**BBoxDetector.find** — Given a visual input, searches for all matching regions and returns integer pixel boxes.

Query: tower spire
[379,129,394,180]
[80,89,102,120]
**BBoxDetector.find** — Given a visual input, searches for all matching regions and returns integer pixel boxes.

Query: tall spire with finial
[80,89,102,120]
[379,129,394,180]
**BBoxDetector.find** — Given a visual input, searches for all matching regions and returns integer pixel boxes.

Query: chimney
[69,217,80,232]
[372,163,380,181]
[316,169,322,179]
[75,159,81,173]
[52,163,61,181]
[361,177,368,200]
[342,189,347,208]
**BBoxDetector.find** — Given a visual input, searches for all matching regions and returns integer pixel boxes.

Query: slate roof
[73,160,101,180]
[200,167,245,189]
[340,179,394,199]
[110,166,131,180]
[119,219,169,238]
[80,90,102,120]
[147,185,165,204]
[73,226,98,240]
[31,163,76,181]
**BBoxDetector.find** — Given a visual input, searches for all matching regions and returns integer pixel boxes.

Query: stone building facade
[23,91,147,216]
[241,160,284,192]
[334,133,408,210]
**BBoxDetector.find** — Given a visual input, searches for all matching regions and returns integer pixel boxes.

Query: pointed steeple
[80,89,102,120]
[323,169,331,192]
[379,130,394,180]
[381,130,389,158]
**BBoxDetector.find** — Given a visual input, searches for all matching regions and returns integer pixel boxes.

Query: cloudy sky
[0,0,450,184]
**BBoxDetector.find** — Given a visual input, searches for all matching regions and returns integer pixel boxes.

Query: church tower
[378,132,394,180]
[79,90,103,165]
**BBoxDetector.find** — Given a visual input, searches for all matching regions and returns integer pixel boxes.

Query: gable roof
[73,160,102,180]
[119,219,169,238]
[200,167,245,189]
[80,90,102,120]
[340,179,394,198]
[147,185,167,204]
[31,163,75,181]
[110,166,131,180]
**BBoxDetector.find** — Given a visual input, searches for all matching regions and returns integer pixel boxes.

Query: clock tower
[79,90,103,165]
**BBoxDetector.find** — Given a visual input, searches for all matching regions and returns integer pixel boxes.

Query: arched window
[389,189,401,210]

========

EXERCISE TASK: Extract from the items above every line that contains the string "Query".

ANSWER TO THE PROBLEM:
Query: tower spire
Query: tall spire with finial
Query: chimney
Query: slate roof
Query: stone building facade
Query: pointed steeple
Query: cloudy sky
Query: church tower
Query: gable roof
Query: clock tower
Query: arched window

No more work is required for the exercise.